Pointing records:
-- begin --

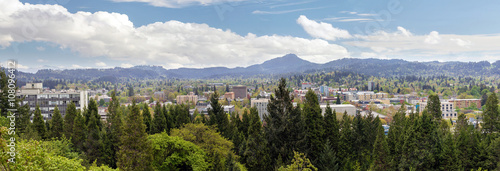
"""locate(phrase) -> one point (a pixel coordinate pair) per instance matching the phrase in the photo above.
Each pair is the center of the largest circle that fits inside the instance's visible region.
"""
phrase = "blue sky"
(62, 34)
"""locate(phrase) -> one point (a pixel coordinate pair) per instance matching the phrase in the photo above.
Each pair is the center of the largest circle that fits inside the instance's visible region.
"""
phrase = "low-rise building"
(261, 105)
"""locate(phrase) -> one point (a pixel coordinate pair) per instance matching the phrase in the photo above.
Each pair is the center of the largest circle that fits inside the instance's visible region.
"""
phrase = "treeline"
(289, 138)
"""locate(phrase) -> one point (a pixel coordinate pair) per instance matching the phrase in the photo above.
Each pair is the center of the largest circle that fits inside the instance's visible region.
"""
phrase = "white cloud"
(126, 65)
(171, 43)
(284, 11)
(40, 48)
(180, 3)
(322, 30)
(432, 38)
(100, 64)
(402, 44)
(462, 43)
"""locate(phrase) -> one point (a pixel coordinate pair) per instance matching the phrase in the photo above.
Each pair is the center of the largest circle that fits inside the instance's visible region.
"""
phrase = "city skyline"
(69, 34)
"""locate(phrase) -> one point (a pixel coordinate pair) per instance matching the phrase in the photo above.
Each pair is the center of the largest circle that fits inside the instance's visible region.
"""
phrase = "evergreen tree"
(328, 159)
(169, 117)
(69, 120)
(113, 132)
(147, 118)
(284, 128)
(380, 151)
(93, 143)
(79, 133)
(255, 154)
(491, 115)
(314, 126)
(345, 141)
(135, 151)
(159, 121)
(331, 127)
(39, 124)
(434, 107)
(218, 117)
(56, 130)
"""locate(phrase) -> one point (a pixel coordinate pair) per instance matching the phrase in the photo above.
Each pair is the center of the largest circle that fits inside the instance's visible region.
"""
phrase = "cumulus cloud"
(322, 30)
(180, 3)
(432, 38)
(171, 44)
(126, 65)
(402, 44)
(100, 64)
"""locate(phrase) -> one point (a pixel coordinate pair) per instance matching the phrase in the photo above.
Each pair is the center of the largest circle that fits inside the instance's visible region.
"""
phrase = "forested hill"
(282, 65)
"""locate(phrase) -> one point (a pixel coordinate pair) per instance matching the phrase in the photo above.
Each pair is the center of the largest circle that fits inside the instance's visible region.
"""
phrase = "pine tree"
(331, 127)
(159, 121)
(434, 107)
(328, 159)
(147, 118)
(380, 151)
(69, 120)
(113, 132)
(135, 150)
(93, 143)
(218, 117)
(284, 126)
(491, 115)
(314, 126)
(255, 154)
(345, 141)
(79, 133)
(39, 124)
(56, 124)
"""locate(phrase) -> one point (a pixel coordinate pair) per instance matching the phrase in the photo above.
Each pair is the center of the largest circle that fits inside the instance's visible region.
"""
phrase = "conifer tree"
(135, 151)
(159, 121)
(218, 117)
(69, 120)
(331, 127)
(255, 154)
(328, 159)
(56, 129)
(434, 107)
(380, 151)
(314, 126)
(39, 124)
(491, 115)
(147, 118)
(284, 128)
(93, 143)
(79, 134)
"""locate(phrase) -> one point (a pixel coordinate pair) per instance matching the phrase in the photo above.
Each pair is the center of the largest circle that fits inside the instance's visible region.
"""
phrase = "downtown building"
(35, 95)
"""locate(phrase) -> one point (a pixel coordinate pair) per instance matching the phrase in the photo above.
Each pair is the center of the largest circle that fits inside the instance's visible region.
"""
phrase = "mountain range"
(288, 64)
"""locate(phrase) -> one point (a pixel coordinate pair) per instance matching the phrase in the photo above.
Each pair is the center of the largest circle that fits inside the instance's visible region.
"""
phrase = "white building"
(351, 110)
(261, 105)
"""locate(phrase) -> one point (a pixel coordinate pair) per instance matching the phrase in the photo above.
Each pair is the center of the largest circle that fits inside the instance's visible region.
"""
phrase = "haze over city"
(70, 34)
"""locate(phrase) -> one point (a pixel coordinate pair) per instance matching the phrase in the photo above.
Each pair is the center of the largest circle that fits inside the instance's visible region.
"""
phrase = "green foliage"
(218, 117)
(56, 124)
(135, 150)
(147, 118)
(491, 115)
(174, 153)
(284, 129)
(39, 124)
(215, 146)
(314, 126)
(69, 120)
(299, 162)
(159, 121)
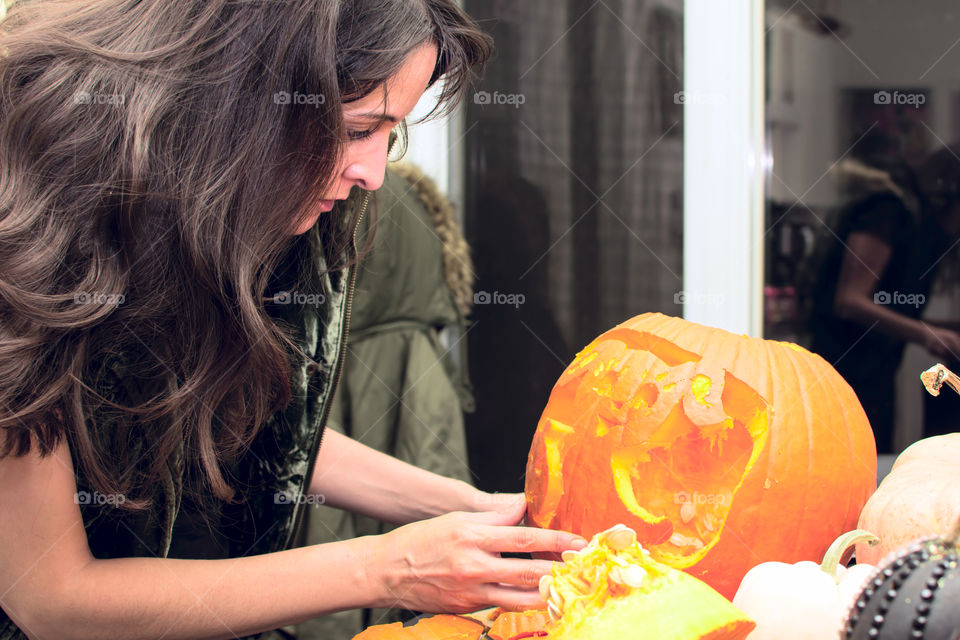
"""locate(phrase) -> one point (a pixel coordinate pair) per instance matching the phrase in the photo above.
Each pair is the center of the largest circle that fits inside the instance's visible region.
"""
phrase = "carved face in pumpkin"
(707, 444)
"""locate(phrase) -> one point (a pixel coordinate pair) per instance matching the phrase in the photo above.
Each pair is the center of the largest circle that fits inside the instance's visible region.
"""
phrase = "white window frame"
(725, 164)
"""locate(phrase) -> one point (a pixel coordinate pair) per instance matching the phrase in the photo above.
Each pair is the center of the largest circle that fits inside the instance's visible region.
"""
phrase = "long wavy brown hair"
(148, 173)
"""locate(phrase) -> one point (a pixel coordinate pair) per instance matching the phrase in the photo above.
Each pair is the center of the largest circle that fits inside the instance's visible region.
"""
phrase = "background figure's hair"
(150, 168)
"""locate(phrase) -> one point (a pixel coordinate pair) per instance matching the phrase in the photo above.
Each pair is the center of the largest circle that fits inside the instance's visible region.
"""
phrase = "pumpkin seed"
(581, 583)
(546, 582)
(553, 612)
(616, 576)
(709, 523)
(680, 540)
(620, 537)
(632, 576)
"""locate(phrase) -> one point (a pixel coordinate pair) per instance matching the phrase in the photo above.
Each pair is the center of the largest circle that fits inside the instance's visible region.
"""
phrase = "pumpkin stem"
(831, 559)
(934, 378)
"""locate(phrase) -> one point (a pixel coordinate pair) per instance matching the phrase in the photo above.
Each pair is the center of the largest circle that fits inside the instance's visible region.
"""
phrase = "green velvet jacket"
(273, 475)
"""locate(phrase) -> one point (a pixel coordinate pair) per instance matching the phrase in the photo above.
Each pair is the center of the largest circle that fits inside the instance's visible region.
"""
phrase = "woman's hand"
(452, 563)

-- end --
-- begin --

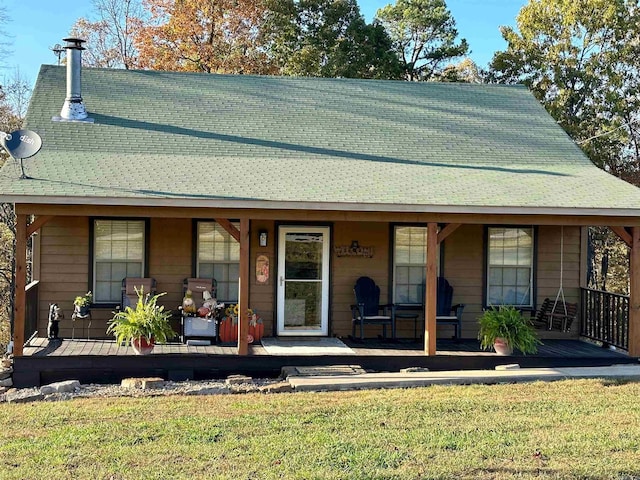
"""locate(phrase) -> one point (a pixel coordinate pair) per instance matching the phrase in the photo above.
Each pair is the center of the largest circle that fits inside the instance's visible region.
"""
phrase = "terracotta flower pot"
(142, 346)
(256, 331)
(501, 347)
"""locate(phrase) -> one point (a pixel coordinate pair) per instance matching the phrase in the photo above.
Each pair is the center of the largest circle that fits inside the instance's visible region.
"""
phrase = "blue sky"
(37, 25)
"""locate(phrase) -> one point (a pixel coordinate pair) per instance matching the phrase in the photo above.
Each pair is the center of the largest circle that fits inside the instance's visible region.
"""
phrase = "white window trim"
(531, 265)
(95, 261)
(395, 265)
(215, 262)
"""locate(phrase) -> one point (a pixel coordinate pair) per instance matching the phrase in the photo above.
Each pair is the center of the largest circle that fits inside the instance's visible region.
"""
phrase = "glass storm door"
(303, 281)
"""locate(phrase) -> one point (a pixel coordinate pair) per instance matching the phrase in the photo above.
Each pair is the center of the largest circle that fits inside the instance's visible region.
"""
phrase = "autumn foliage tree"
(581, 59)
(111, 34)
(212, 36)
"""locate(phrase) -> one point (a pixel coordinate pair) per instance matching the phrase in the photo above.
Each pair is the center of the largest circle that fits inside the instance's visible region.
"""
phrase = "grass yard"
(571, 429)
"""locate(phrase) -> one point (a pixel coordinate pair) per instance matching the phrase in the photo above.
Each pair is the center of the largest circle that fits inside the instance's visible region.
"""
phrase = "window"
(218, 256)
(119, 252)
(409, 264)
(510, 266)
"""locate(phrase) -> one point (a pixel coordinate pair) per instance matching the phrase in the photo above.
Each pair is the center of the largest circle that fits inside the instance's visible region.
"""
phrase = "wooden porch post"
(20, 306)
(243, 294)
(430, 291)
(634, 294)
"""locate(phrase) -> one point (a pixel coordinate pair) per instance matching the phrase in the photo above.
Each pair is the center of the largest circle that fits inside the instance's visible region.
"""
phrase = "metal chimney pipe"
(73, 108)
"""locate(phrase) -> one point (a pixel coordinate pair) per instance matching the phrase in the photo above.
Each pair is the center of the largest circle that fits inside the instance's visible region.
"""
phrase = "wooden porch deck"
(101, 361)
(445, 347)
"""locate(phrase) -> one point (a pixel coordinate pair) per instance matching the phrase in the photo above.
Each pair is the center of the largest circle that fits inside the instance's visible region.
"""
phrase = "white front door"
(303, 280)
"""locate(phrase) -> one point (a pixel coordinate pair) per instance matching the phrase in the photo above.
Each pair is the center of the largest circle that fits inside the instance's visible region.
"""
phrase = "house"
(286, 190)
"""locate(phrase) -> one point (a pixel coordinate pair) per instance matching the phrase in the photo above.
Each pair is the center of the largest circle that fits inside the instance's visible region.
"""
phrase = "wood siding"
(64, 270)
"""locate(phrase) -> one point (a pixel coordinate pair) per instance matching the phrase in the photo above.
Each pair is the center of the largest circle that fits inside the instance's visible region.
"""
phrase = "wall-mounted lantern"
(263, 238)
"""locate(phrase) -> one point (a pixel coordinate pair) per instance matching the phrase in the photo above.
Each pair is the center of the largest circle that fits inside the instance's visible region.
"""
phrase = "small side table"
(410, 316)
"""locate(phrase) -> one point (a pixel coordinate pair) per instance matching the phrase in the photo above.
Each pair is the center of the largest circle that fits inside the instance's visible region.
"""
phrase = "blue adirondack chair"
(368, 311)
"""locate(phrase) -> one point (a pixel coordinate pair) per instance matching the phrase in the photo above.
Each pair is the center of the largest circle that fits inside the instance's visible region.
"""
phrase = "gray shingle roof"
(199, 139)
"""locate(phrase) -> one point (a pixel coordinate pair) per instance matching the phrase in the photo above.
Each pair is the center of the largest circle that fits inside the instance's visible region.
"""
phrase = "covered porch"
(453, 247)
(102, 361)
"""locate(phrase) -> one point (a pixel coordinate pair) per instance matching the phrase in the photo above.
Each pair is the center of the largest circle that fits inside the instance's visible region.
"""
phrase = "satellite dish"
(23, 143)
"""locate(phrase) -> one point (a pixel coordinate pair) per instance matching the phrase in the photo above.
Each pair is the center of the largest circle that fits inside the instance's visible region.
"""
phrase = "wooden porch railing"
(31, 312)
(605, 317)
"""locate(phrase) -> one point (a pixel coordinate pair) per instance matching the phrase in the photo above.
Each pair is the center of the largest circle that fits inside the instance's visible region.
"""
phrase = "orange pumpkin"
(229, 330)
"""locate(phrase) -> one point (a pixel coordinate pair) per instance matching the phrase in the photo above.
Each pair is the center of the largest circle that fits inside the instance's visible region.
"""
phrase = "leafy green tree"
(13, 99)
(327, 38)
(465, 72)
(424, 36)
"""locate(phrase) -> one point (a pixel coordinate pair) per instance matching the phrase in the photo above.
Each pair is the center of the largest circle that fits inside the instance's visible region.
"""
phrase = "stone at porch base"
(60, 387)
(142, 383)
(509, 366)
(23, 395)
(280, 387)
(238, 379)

-- end --

=== The problem ===
Which lines of the material above contain the string "foliage"? Copy every one of them.

=== Problem solution ===
phrase = "green foliage"
phrase = "autumn foliage tree"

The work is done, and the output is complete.